[Start Provided entries]
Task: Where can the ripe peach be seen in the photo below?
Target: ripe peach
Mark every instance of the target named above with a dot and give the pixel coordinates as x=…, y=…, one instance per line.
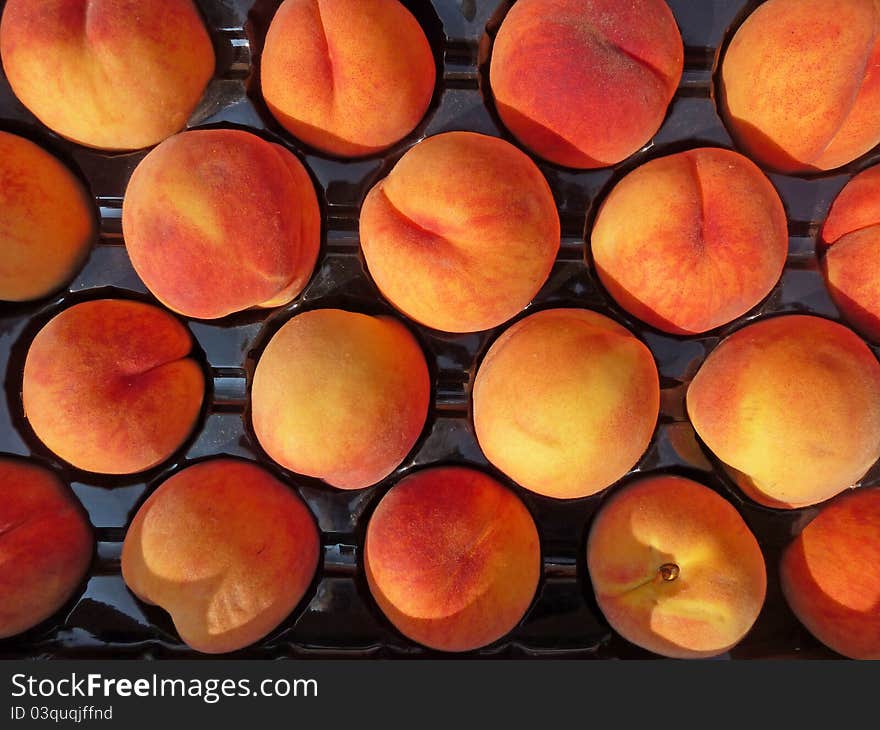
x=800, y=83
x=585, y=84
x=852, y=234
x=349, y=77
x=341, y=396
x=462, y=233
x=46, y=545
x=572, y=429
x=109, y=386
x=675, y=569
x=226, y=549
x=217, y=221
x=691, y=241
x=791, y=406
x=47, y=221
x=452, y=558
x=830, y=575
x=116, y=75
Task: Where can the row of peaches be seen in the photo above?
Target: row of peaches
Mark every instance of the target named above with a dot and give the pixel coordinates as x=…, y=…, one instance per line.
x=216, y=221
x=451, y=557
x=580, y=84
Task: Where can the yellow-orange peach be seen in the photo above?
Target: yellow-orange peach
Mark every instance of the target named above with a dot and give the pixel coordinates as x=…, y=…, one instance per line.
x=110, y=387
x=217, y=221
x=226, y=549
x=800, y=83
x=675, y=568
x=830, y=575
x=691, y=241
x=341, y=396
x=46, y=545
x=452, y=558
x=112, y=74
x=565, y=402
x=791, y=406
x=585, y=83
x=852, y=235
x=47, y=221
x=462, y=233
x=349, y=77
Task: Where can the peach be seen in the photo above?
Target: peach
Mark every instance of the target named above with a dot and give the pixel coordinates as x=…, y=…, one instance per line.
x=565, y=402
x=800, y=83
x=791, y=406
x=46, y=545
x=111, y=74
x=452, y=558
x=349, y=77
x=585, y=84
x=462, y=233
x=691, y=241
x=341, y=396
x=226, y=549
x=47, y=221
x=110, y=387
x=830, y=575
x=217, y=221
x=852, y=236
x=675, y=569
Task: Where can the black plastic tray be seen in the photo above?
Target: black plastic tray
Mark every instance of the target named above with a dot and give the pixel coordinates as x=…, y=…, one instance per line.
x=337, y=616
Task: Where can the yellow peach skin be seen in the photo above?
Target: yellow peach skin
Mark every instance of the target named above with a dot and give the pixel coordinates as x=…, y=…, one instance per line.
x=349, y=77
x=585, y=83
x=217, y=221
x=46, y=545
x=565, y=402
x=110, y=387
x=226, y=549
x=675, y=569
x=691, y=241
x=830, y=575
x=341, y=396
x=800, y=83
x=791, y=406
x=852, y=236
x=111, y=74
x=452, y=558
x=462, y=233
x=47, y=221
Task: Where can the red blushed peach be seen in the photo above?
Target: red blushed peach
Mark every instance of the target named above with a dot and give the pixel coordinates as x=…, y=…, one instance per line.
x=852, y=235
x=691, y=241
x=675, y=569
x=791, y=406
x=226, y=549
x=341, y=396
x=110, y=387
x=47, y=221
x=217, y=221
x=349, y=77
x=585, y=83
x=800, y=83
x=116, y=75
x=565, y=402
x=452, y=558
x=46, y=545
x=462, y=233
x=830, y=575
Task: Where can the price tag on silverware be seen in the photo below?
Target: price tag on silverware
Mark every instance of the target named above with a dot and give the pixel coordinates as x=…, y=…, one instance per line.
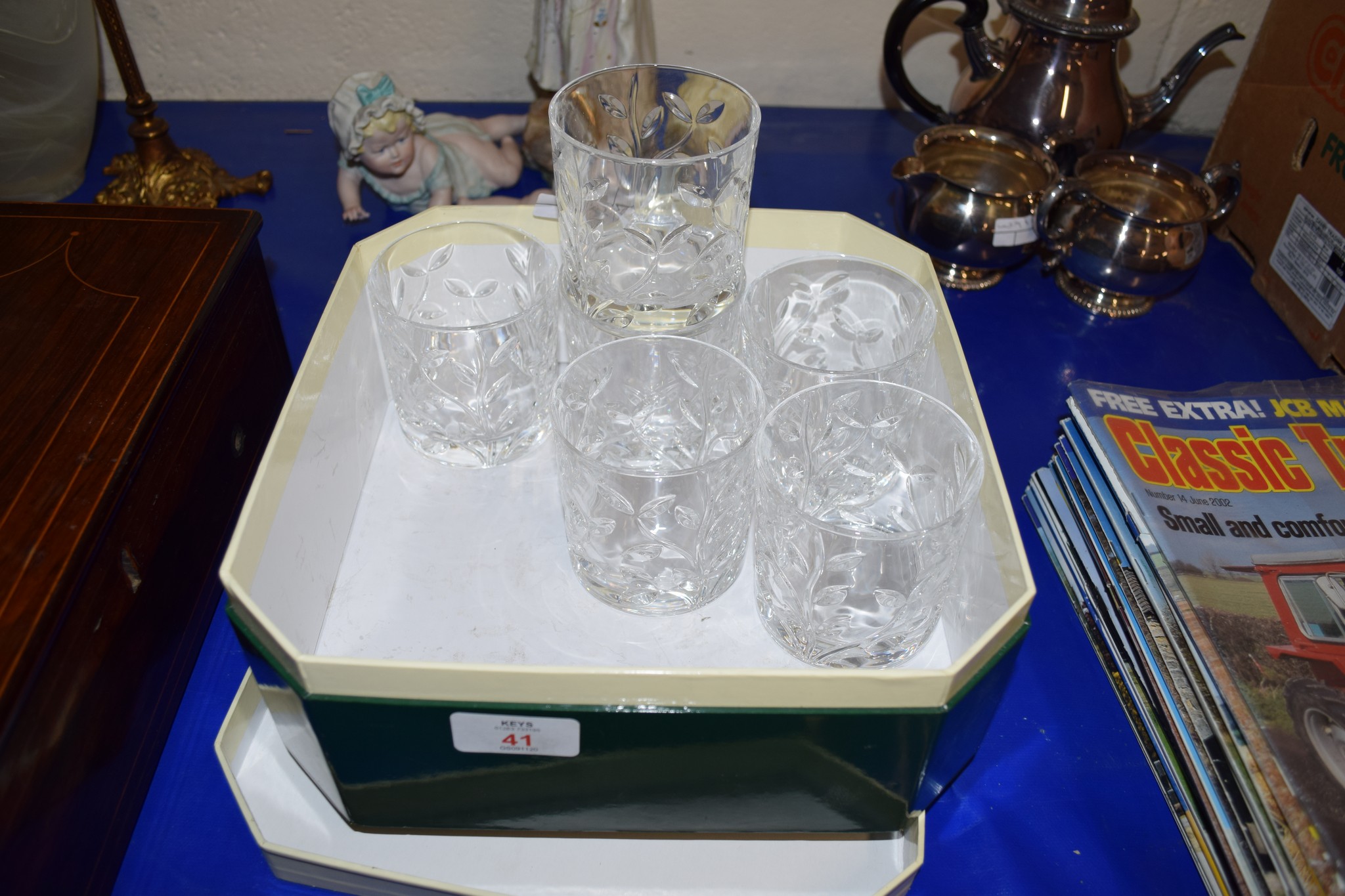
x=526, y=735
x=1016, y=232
[End Provided entries]
[Start Provided entries]
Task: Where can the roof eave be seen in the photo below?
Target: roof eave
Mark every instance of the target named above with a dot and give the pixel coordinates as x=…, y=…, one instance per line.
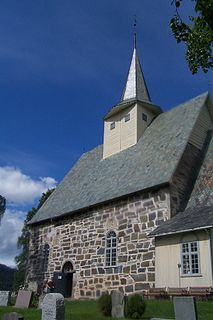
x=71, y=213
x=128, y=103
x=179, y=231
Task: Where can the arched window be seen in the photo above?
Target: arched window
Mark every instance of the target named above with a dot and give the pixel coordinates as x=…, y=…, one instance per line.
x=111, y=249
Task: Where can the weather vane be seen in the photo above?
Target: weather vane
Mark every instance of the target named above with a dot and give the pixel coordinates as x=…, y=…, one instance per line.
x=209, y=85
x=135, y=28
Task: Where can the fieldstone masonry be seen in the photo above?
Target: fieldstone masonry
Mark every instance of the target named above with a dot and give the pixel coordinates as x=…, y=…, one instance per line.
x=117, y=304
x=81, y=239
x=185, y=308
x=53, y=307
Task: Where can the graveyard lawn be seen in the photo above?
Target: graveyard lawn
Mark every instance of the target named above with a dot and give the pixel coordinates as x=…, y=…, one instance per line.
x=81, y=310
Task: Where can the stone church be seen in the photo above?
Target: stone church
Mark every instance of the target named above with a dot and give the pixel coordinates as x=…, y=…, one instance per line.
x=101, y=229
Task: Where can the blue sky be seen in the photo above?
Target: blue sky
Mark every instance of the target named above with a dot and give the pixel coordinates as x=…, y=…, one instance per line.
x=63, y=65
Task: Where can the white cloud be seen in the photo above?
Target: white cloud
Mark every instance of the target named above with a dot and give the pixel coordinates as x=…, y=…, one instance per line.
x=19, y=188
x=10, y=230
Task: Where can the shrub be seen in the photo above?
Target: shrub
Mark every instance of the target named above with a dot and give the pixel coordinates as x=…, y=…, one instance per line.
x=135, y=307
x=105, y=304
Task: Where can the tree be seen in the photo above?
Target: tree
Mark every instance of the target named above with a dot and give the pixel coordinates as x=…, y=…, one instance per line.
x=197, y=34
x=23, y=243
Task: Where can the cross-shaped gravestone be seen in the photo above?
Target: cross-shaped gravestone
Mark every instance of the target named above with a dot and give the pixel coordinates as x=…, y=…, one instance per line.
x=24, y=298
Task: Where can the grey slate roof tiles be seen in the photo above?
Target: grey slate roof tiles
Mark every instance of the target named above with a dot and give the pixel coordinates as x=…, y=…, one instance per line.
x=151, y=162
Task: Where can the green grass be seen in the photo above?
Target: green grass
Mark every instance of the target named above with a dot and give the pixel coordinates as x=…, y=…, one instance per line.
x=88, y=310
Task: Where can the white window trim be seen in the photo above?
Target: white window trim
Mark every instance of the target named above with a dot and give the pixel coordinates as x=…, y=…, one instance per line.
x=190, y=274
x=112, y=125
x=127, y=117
[End Provided entries]
[Start Provided entries]
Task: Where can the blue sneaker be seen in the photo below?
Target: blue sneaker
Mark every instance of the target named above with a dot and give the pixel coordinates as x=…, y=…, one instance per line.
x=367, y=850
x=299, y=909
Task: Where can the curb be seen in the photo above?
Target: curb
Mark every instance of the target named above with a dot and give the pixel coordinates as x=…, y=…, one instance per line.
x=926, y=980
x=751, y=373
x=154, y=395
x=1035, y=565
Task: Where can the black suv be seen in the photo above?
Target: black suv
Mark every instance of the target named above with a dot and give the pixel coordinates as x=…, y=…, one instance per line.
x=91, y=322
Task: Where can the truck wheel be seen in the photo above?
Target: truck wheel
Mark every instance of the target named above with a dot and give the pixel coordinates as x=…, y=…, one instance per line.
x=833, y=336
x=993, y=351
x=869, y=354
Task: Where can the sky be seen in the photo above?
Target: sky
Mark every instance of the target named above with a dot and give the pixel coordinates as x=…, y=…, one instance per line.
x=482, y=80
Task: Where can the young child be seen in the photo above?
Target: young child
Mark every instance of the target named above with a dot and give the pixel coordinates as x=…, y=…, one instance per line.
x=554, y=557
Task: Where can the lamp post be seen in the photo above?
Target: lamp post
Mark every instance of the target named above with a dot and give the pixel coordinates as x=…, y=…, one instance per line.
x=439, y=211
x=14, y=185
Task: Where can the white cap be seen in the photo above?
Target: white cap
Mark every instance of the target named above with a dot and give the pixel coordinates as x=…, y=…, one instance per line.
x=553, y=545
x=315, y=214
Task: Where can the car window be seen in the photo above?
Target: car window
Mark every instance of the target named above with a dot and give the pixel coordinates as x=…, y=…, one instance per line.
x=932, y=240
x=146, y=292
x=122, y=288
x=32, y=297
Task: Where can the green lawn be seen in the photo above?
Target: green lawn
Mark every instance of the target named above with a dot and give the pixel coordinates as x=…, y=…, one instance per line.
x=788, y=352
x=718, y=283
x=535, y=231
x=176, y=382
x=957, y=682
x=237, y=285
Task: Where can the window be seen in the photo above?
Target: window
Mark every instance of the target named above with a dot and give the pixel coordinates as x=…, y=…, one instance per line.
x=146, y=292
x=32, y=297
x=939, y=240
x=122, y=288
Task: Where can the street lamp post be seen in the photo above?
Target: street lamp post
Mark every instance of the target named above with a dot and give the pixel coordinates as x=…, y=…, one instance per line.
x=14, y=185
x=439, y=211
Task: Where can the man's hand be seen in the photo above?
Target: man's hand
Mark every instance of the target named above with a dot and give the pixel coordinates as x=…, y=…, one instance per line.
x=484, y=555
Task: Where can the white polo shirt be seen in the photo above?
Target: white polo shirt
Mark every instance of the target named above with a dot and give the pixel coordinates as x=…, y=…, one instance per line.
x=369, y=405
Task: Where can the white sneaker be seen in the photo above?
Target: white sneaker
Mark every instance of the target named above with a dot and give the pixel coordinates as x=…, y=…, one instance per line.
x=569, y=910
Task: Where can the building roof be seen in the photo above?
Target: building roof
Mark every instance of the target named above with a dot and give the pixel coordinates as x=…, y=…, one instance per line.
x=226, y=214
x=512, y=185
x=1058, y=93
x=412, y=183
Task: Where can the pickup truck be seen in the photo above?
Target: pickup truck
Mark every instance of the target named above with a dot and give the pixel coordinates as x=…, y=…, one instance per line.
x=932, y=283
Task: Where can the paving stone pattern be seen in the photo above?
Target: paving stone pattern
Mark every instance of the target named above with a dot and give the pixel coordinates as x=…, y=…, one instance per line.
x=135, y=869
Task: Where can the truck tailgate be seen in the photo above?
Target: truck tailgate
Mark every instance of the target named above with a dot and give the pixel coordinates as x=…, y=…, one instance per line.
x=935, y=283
[End Provided entries]
▸ **Aim**
Rewrite the lines of data above as a numbered list with blank lines omitted, starting at the line containing "Task: Where can the row" and ending at the line containing "x=580, y=84".

▸ **Result**
1. Task: Where can the row of peaches be seen in the photo above?
2. Target: row of peaches
3. Mark every instance of the target named above with a dot and give the pixel coordinates as x=…, y=…, one instance per line.
4. x=216, y=221
5. x=451, y=557
6. x=580, y=84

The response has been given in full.